[Stored data]
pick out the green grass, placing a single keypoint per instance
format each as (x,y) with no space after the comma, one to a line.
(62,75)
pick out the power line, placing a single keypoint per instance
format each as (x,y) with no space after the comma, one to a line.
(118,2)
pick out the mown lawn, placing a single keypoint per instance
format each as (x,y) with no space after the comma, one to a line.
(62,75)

▸ Required work: Set down exactly the line with "pick out the power" and each line after it up to the end of the records, adding nothing.

▸ Reply to the exercise:
pick out the power line, placing a single keypoint per instance
format each as (x,y) with no space after the comma, one to a line.
(118,2)
pick out the mown lawn, placing a single keypoint per instance
format each as (x,y) with no space after the comma, one to a line.
(62,75)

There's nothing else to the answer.